*** Artículo
TIEMPOS LITURGICOS

TIEMPOS LITURGICOS

sábado, 11 de octubre de 2014

DOMINGO 12 DE OCTUBRE, 28º DEL TIEMPO ORDINARIO



…VENID A LA BODA


  "A Dios, nuestro Padre, la gloria por los siglos de los siglos" (Flp 4, 20). 
     Así se concluye el pasaje de la carta a los Filipenses que acabamos de proclamar. Este texto del apóstol san Pablo está impregnado de intensa alegría 
"He aquí que todo está preparado, todo está dispuesto, venid" (cf. Mt 22, 4). 
  En la página evangélica que acaba de proclamarse ha resonado la invitación a la boda real. Todos somos invitados. La llamada del Padre misericordioso y fiel constituye el núcleo mismo de la revelación divina y, en particular, del Evangelio. Todos somos llamados, llamados por nuestro nombre. 
   "¡Venid!". El Señor nos ha llamado a formar parte de su Iglesia una, santa, católica y apostólica. Por medio del único bautismo somos injertados en el único Cuerpo de Cristo. Pero nuestra respuesta, ¿ha sido siempre un sí incondicional? Por desgracia, ¿no hemos rechazado alguna vez la invitación? ¿No hemos rasgado la túnica inconsútil del Señor, alejándonos los unos de los otros? ¡Sí! Nuestra división recíproca es contraria a su voluntad. 
   Quiera Dios que no se aplique también a nosotros este duro juicio: "La boda está preparada, pero los invitados no eran dignos" (Mt 22, 8). Un día se nos pedirá cuenta de lo que hemos hecho por la unidad de los cristianos.
******
*** Datos registrados
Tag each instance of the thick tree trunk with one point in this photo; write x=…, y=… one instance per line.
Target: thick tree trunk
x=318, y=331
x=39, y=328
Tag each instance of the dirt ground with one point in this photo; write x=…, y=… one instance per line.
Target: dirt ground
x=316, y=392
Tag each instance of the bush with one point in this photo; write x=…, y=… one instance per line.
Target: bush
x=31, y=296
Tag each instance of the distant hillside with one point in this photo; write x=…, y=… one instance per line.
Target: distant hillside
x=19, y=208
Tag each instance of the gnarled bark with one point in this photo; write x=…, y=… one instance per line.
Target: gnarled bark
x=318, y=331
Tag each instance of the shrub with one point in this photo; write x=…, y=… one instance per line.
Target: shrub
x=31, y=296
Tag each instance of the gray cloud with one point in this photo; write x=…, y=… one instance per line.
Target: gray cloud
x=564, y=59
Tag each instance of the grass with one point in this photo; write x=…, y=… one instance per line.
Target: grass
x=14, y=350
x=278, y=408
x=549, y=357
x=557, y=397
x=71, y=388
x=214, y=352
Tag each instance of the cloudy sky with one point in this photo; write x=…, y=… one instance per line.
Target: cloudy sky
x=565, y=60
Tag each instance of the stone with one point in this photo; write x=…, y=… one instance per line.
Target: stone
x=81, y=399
******
[Tareas]
1. ¿Coinciden con el artículo las afirmaciones siguientes? Responde sí o no a cada una y cita las palabras exactas del artículo que lo deciden.
(a) El pasaje de la carta a los Filipenses concluye con la frase "A Dios, nuestro Padre, la gloria por los siglos de los siglos".
(b) Solo algunos son invitados a la boda real.
(c) Por medio del bautismo somos injertados en el único Cuerpo de Cristo.
2. ¿Puedes reproducir palabra por palabra todo lo que va en el artículo desde "sábado, 11 de" hasta "por nuestro nombre."?
3. Según el artículo, ¿de qué se nos pedirá cuenta un día?

[Soluciones]
1.
(a) Sí: "Así se concluye el pasaje de la carta a los Filipenses que acabamos de proclamar."
(b) No: "Todos somos invitados."
(c) Sí: "Por medio del único bautismo somos injertados en el único Cuerpo de Cristo."

2.
sábado, 11 de octubre de 2014

DOMINGO 12 DE OCTUBRE, 28º DEL TIEMPO ORDINARIO



…VENID A LA BODA


  "A Dios, nuestro Padre, la gloria por los siglos de los siglos" (Flp 4, 20). 
     Así se concluye el pasaje de la carta a los Filipenses que acabamos de proclamar. Este texto del apóstol san Pablo está impregnado de intensa alegría 
"He aquí que todo está preparado, todo está dispuesto, venid" (cf. Mt 22, 4). 
  En la página evangélica que acaba de proclamarse ha resonado la invitación a la boda real. Todos somos invitados. La llamada del Padre misericordioso y fiel constituye el núcleo mismo de la revelación divina y, en particular, del Evangelio. Todos somos llamados, llamados por nuestro nombre.

3. De lo que hemos hecho por la unidad de los cristianos.